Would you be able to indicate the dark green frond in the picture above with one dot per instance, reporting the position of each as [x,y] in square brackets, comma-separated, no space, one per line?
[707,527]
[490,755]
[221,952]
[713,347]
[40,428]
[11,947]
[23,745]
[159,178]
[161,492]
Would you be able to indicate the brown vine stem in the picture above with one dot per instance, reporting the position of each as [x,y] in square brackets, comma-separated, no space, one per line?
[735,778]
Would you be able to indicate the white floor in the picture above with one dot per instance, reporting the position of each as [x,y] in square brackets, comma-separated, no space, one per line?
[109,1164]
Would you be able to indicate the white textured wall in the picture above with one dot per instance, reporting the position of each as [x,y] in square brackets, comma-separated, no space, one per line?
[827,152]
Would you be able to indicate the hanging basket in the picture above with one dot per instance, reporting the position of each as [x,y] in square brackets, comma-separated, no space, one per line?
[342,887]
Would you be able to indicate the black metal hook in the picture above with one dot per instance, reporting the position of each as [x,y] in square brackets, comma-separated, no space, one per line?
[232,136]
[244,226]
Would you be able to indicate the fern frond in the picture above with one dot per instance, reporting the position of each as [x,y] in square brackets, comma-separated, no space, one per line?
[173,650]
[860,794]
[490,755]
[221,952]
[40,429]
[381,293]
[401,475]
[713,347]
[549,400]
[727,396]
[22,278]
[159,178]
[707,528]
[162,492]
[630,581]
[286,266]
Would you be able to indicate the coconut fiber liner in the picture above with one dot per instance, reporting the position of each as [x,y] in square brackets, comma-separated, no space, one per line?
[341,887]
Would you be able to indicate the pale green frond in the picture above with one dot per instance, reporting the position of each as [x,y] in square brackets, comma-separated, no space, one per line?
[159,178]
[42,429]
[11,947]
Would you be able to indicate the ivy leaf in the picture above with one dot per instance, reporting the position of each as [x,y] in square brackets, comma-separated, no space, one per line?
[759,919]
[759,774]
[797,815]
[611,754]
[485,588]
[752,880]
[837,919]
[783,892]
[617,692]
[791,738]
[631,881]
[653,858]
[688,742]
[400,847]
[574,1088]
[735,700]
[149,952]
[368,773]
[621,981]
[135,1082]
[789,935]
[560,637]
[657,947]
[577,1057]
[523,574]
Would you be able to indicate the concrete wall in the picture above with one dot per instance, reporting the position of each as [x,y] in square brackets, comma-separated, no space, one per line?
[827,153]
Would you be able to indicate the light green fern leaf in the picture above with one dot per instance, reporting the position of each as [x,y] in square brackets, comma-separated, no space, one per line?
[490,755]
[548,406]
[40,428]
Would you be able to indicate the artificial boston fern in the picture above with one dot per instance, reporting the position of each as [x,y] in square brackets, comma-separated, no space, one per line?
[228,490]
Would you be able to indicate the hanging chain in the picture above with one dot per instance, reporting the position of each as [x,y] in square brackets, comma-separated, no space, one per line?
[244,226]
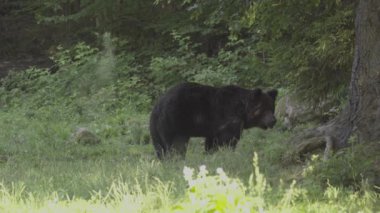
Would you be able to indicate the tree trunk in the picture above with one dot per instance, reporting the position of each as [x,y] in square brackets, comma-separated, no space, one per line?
[362,114]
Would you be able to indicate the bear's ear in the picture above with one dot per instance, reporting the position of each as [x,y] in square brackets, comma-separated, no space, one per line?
[273,93]
[256,92]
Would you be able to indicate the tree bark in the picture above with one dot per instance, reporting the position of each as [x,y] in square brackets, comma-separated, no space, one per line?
[362,114]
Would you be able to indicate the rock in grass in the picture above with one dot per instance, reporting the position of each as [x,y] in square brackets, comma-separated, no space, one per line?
[85,137]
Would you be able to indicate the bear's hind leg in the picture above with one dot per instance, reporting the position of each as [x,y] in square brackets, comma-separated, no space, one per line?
[179,145]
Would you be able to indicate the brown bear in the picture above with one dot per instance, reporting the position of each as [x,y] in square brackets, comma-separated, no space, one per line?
[219,114]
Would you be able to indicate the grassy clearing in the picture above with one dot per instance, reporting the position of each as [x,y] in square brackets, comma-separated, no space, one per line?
[43,170]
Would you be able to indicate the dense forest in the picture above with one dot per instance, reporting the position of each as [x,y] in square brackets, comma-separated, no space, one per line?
[79,78]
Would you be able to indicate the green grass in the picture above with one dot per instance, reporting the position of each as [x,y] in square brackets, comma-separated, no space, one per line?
[42,170]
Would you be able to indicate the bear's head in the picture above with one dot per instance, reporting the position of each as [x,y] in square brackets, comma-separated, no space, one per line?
[260,109]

# [Directions]
Copy the material above exactly and drop the pictures.

# [Exercise output]
Would you be able to indicate the dark green frond in the picture above with one dot per instance, reporting the position of each as [x,y] in square brackets, comma-separated, no space, one per line?
[707,527]
[490,755]
[221,952]
[713,347]
[40,428]
[11,947]
[23,745]
[159,178]
[161,492]
Would you be able to indicate the brown vine stem in the picture above with one dot per instance, reporting the position of each as [x,y] in square brackets, comma-separated, no space, one per line?
[735,778]
Would you be able to indicate the white floor in the picture above with one dot per instance, reporting the position of each as [x,y] in square brackets, comma-separated, no space, one per line?
[109,1164]
Would you be able to indicate the white textured wall in the picture above with one dot per instance, reporting the position of each as [x,y] in square brackets, comma-separated, no space, one per line?
[827,152]
Would you be able to indicate the hanging basket in the picture above with one dot per instance, reporting the position of each as [x,y] in square brackets, comma-separated, no space, one per line?
[342,887]
Would you be able to indicate the black metal hook in the picture above with one dot per instance, reporting the position of each as [x,y] in square brackets, comma-separated, no space, one per line?
[232,136]
[244,226]
Would you be able to indicate the fern frond in the picture above with one dot per instance, reporting the position of each as [x,y] in square brackets, comma-separated, no space, one per line?
[173,650]
[860,794]
[490,755]
[221,952]
[40,429]
[381,293]
[401,475]
[713,347]
[549,400]
[727,396]
[22,278]
[159,178]
[707,528]
[162,492]
[630,581]
[286,266]
Would you be able to indicate the coconut fiber liner in the picture above with one dot per instance, reporting the position of each as [x,y] in square brackets, comma-separated, no space, one per line?
[341,887]
Would you be able to indicate the pale green frond in the picture above with one dot per instance, reporting the position of each as [x,y] in square brackets, comma-separated, no space, one per line?
[159,178]
[42,429]
[11,947]
Would you be able to indicate the ivy leaf in the picture above with one dot per instance, reporting the position of each as [x,y] in square brackets, comma-separated, no space, one per line?
[759,919]
[759,774]
[797,815]
[611,754]
[485,588]
[752,880]
[837,919]
[783,892]
[617,692]
[791,738]
[631,881]
[653,858]
[688,742]
[400,847]
[574,1088]
[735,700]
[149,952]
[368,773]
[621,981]
[135,1082]
[789,935]
[560,637]
[657,947]
[577,1057]
[523,574]
Would you be able to indicate the concrete wall in the picture above with one dot per instance, reporting the position of each as [x,y] in square brackets, comma-separated, no space, one per line?
[827,153]
Would you be able to indicate the light green fern leaf in the picture above with one dot per instance, reporting the position of each as [x,y] in square brackets, comma-separated, no space, one per line?
[490,755]
[548,406]
[40,428]
Would you be able to indicate the artificial boston fern in the picture above with one dot per instance, reporting the position of each as [x,y] in square brackets, comma-separated, no space, one per line?
[228,490]
Would you be able to indicate the hanging chain in the picture above with one dot per instance, reporting the position of each as [x,y] in square brackets, comma-separated, no space, one per line?
[244,226]
Would you be able to indicate the tree trunk in the picture above with one dot per instance, reporting the position of each as [x,y] in square brackets, comma-separated, no space, one per line?
[362,114]
Would you be able to indicate the bear's ear in the picture above with one dot per instance, reporting the position of each as [x,y] in square brackets, comma-separated, no space, one per line?
[273,93]
[256,92]
Would you be able to indicate the tree bark in the picture above with one dot per instance, reporting the position of each as [x,y] in square brackets, comma-separated, no space, one per line?
[362,114]
Would you be able to indicate the rock in grass in the picture above with one dot per instance, reporting the position of each as [x,y] in square brackets, comma-separated, no space, one per line?
[85,137]
Would you be able to indicate the bear's hind leg in the picture above with one dot per instance, reporting the position of each as [x,y] in square brackets, comma-separated, no space, one per line?
[179,145]
Would you be able to indicate the brown bear in the picture above with one dot per instance, reporting the position of each as [x,y] in square brackets, comma-separated, no space, one per line?
[219,114]
Would you be able to indicate the grassy clearing in the picture above with one dot per instance, reporting the position of each as [x,y] in square brackets, comma-separated, no space, one per line?
[43,170]
Would you be able to indicate the dense forest in the picture above with one dot per instance, reporting the position of each as [x,y] in square brackets, comma-separated, no space, one per line?
[79,78]
Would you be able to indicate the green grass in the picture above with one dot per instance, reporting the position of each as [x,y] in square brackets, comma-separated, no space, one per line?
[42,170]
Would you be able to indicate the bear's head in the picture above with one dot per instance, reporting the position of each as [x,y] in square brackets, comma-separated, no space, one per line?
[260,109]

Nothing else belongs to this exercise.